• _Problem a_
In the MIND MGMT interview, rewrite the part between "I think, before" and "doing all along!)", inclusive, changing "readers" to "fans".

• _Passage provided_
• • • • •

“MIND MGMT” was a massive undertaking in new territory for its creator, Matt Kindt. With the series’ conclusion upon us, there was time for one final interview about the experience, the success, and the future.
“MIND MGMT” was the first book you did monthly art chores on, and it’s the longest monthly book you’ve written. Looking back at the early issues, how have you grown as an artist over the last 3 and a half years?
Matt Kindt: It’s really hard to say – being so close to it. I am definitely a different person coming out of MIND MGMT than I was going in. In some weird way, I feel like I have less to prove now. I think up until MIND MGMT came out – I was working on a graphic novel once a year – and it would come out and make a small wave and then sort of fade. And I got kind of tired of that – of fading away until the next book came out. So getting to have MIND MGMT come out and be a lasting presence for a few years in a row, I feel like I’ve finally accomplished a thing that really hasn’t been done before. With MIND MGMT I feel like I was able to finally build this enormous tower – or more of a temple to all that I love about comics – all that comics can do – and everything that I’m about and believe in – all in one package.
I think, before MIND MGMT happened, I always wondered what book or what work I would mostly be known for. I have a feeling this will be it you know? And I’m more than happy with that. The thing I started realizing toward the end, was that putting 24 dense pages of comics out every month – it starts to build up – it becomes kind of intimidating for readers to plunge into it – knowing how much work it might be just to try to figure it all out. So I think it’s going to have a long shelf-life as people slowly begin picking away at it and pulling it apart to see what’s really inside (kind of like you’ve been doing all along!)

• • • • •

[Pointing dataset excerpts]
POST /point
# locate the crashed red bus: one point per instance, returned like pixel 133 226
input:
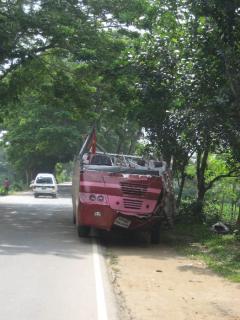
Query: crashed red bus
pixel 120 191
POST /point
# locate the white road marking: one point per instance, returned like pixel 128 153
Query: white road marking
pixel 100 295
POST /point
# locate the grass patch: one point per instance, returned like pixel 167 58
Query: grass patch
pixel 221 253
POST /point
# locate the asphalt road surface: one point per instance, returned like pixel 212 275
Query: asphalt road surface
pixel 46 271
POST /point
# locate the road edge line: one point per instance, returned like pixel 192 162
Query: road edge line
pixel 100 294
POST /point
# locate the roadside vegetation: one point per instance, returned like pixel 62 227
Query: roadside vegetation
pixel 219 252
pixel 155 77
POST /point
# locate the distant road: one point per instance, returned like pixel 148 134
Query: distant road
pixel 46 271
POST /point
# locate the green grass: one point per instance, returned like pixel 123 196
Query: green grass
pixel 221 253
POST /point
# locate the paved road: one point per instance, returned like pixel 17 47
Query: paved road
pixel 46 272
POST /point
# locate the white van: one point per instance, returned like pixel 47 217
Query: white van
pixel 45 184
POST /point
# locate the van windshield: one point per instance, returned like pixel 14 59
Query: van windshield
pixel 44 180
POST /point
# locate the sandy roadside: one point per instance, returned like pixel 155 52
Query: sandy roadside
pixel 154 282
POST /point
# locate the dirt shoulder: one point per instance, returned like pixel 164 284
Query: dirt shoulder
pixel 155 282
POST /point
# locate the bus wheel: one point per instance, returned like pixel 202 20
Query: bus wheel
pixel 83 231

• • • • •

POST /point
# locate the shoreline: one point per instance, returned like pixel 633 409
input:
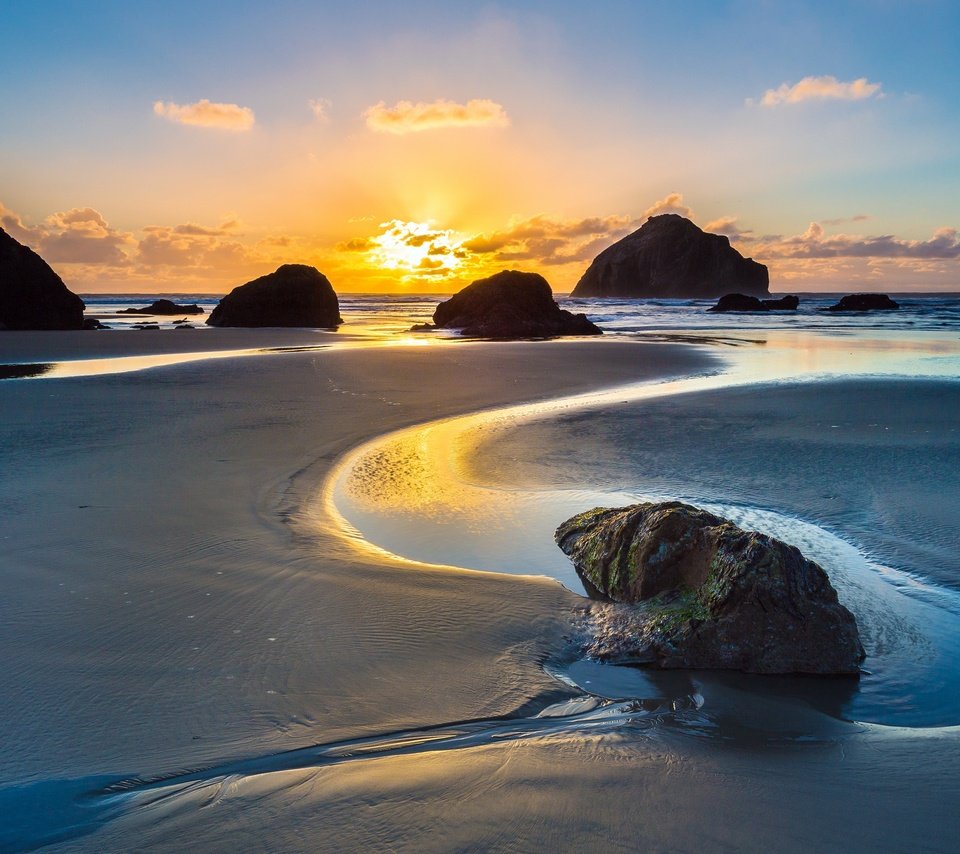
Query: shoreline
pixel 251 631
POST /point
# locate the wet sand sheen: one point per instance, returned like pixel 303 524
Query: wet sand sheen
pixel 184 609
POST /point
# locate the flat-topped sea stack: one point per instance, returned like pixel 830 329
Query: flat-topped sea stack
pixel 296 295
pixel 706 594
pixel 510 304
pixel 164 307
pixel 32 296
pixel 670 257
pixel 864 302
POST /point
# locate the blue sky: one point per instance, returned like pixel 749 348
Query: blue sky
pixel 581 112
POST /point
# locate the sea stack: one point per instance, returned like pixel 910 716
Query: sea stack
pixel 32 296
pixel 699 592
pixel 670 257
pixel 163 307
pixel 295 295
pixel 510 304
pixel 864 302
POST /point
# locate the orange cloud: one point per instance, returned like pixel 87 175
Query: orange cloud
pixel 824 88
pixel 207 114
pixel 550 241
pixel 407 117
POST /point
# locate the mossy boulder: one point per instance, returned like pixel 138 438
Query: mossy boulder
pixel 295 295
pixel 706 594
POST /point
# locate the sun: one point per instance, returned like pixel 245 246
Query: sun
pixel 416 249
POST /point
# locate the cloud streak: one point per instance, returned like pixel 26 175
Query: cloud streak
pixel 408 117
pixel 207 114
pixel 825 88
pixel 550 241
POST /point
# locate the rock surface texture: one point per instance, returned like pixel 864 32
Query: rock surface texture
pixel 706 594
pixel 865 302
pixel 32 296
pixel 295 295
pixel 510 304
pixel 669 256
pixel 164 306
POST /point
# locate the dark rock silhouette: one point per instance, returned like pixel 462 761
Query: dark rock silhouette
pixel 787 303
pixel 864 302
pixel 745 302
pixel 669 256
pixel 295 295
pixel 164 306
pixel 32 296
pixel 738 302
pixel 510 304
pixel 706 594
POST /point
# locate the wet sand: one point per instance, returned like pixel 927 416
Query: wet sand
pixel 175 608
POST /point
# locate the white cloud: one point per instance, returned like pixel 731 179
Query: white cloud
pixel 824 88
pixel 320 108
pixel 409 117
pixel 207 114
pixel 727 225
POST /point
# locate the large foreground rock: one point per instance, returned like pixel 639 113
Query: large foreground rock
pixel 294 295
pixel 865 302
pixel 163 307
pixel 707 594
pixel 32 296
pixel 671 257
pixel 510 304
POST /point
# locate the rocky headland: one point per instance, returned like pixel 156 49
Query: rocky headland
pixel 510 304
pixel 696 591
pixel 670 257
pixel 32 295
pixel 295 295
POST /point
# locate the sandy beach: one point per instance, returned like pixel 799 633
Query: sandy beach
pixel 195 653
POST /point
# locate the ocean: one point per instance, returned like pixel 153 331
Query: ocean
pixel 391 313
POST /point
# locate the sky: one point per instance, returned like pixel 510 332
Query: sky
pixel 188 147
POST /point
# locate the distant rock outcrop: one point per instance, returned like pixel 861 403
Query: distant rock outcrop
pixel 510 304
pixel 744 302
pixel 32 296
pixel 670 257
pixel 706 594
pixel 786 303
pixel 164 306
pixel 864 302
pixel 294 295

• • • • •

• _Problem b_
How many lines of the records contain the word "headland"? Reply with the number alone.

• _Final answer a_
I think, before MIND MGMT happened, I always wondered what book or what work I would mostly be known for. I have a feeling this will be it you know? And I’m more than happy with that. The thing I started realizing toward the end, was that putting 24 dense pages of comics out every month – it starts to build up – it becomes kind of intimidating for fans to plunge into it – knowing how much work it might be just to try to figure it all out. So I think it’s going to have a long shelf-life as people slowly begin picking away at it and pulling it apart to see what’s really inside (kind of like you’ve been doing all along!)

• _Final answer b_
2